*** Opening Data records ***
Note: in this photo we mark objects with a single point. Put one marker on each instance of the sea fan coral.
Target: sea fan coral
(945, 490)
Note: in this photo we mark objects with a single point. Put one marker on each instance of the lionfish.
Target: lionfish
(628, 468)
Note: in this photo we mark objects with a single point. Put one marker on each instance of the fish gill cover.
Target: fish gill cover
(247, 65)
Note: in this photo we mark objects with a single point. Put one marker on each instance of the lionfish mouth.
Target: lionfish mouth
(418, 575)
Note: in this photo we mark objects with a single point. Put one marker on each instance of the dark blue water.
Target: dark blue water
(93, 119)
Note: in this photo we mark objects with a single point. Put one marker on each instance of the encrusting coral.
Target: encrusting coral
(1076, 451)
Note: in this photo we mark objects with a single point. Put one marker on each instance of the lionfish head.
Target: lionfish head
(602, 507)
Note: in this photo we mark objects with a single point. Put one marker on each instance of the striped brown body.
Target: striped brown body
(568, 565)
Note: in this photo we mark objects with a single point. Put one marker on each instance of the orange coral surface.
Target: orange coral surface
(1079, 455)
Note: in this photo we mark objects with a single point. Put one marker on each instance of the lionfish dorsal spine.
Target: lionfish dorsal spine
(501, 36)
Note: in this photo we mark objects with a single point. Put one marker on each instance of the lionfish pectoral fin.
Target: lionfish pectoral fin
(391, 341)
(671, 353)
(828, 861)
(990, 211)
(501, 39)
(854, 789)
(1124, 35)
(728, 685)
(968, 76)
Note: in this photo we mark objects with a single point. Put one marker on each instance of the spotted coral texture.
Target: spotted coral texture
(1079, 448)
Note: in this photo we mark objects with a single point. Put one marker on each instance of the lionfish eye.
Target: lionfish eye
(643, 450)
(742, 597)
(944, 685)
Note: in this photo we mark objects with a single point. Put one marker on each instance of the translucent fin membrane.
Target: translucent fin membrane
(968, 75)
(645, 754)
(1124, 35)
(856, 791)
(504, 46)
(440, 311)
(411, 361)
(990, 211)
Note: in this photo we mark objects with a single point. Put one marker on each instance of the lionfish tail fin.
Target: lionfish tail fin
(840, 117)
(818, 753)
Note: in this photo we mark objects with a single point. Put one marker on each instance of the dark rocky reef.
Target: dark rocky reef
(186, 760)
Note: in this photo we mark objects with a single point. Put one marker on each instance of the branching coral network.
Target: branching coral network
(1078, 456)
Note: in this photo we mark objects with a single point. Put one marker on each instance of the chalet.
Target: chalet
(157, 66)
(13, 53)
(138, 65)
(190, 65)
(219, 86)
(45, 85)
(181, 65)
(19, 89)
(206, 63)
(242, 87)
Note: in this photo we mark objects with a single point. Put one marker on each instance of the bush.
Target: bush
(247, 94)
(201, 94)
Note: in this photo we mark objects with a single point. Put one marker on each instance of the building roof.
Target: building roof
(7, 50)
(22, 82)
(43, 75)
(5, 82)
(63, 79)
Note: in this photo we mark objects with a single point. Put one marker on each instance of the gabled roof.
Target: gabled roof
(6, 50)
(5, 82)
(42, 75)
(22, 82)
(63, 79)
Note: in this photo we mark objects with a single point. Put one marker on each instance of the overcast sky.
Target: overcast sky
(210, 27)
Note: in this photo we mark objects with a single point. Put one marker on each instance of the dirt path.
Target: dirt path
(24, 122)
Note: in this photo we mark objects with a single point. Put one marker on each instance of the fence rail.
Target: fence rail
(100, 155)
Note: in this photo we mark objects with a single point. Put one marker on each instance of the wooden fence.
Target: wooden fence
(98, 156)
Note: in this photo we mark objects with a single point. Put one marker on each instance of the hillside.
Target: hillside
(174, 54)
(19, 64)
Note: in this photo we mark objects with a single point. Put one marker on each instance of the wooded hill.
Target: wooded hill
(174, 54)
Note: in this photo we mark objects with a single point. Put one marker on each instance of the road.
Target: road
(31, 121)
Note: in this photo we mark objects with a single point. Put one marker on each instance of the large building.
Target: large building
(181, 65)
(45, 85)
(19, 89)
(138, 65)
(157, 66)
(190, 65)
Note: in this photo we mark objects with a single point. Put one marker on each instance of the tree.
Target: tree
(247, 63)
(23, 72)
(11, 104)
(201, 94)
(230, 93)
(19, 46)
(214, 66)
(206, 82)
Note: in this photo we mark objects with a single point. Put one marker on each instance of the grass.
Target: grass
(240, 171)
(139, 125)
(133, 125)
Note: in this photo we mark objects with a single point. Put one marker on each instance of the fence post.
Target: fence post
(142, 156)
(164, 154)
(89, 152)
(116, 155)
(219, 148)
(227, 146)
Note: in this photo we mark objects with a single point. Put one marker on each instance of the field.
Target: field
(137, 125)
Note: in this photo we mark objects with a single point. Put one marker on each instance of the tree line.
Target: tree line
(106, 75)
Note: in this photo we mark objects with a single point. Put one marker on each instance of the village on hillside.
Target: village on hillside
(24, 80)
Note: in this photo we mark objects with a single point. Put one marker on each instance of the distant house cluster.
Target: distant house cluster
*** Closing Data records ***
Task instructions: Please print each entry once more, exactly as it reads.

Exercise solution:
Note: in this photo we mark objects with a single point. Put one marker on each instance of the sea fan coral.
Target: sea fan coral
(945, 490)
Note: in this photo we mark objects with a single point. Put one marker on each instance of the lionfish.
Target: lionfish
(628, 468)
Note: in this photo we mark objects with a single point. Put one marker on each instance of the fish gill cover.
Target: fish gill cover
(247, 65)
Note: in this photo we mark objects with a single point. Put one marker on each instance of the lionfish mouth.
Target: lionfish mouth
(418, 575)
Note: in this photo we mark objects with a single point. Put one marker on each instance of the dark blue water.
Target: dark blue water
(93, 119)
Note: in this photo we mark objects with a single point. Put one marker on each instance of the encrusting coral.
Target: encrusting coral
(1076, 451)
Note: in this photo we mark objects with a single point. Put one marker on each instance of the lionfish head.
Target: lionfish head
(602, 507)
Note: in this photo we mark objects with a single point. Put one marker on each instance of the striped brown body.
Target: striped brown body
(568, 565)
Note: in this photo we mark objects with a single point. Put one marker on each instance of the orange coral surface.
Target: orange coral surface
(1079, 455)
Note: in this photo we mark objects with a single point. Put one marker on each instance of the lionfish dorsal spine.
Target: lionfish dorsal spine
(501, 36)
Note: in this photo we mark objects with a single point. Put one marker on each instance of the lionfish pectoral fin.
Target: lionfish pectoral fin
(391, 341)
(671, 353)
(828, 861)
(990, 211)
(501, 39)
(854, 789)
(1124, 35)
(728, 685)
(968, 76)
Note: in this photo we mark objects with a single point. Put one marker on each instance of the spotted coral texture.
Target: spotted coral texture
(1079, 448)
Note: in this photo we mark objects with a single point. Put one marker on each instance of the lionfish eye.
Target: lionfish eye
(643, 450)
(742, 597)
(944, 685)
Note: in this photo we mark objects with a single point. Put one marker on each instance of the translucent fin membrane.
Target: translucent fin membrane
(968, 75)
(645, 754)
(1124, 35)
(856, 791)
(504, 46)
(440, 311)
(411, 361)
(990, 211)
Note: in this photo we mark objects with a single point. Put one marker on each instance of the lionfish tail fin.
Target: lionfish tail fin
(840, 117)
(818, 753)
Note: in this photo we mark objects with a single point. Put one marker on each instance of the dark rocky reef.
Target: dark rocky reef
(186, 760)
Note: in this photo we mark objects with a single point. Put one marker on each instance of the branching coral network.
Target: branching coral network
(1078, 456)
Note: in this photo we mark objects with a single point. Put one marker on each instance of the chalet.
Target: chalet
(157, 66)
(13, 53)
(138, 65)
(190, 65)
(219, 86)
(45, 85)
(181, 65)
(19, 89)
(206, 63)
(242, 87)
Note: in this photo we mark objects with a single point. Put one marker on each instance of the bush.
Target: bush
(247, 94)
(201, 94)
Note: in this photo we mark objects with a single point. Put one marker on each instance of the building roof.
Target: building roof
(7, 50)
(22, 82)
(43, 75)
(5, 82)
(63, 79)
Note: in this photo we mark objects with a single point. Put one marker on each instance of the gabled roof.
Target: gabled roof
(6, 50)
(5, 82)
(42, 75)
(22, 82)
(63, 79)
Note: in this photo we mark objects with a single point. Put one marker on each instance of the overcast sky.
Target: overcast sky
(210, 27)
Note: in this photo we mark objects with a single point. Put one marker on each instance of the dirt path.
Target: dirt path
(24, 122)
Note: in this photo we mark objects with a single point. Put one marker on each instance of the fence rail.
Target: fence rail
(100, 155)
Note: in this photo we mark objects with a single point. Put one marker on each instance of the wooden fence.
Target: wooden fence
(98, 156)
Note: in this photo we mark objects with a single point. Put one marker on each instance of the hillside.
Target: hillside
(174, 54)
(19, 64)
Note: in this photo we mark objects with a single point. Put one marker on each instance of the wooded hill.
Target: wooded hill
(174, 54)
Note: in this photo we mark objects with a single point. Put one marker on each instance of the road.
Target: road
(31, 121)
Note: in this photo we mark objects with a single point. Put one marker on each instance of the large building.
Target: large building
(181, 65)
(45, 85)
(19, 89)
(138, 65)
(157, 66)
(190, 65)
Note: in this photo we mark objects with a single point. Put one marker on each instance of the tree.
Target: tree
(247, 63)
(23, 72)
(11, 104)
(201, 94)
(230, 93)
(19, 46)
(214, 66)
(206, 82)
Note: in this photo we mark objects with a single point. Put one marker on each instance of the grass.
Target: grass
(240, 171)
(139, 125)
(133, 125)
Note: in this photo we mark objects with a single point. Put one marker on each instance of the fence post.
Target: fence post
(142, 156)
(164, 154)
(89, 152)
(116, 155)
(219, 148)
(227, 146)
Note: in this photo we mark objects with a single point. Put one marker on each instance of the field.
Target: field
(137, 125)
Note: in this photo we mark objects with a single point. Put one marker on each instance of the tree line.
Target: tree line
(106, 75)
Note: in this photo we mark objects with a single point. Put one marker on each instance of the village on hillside.
Target: village on hillside
(24, 80)
Note: in this photo we mark objects with a single point. Put one marker on each instance of the distant house cluster.
Target: distant house cluster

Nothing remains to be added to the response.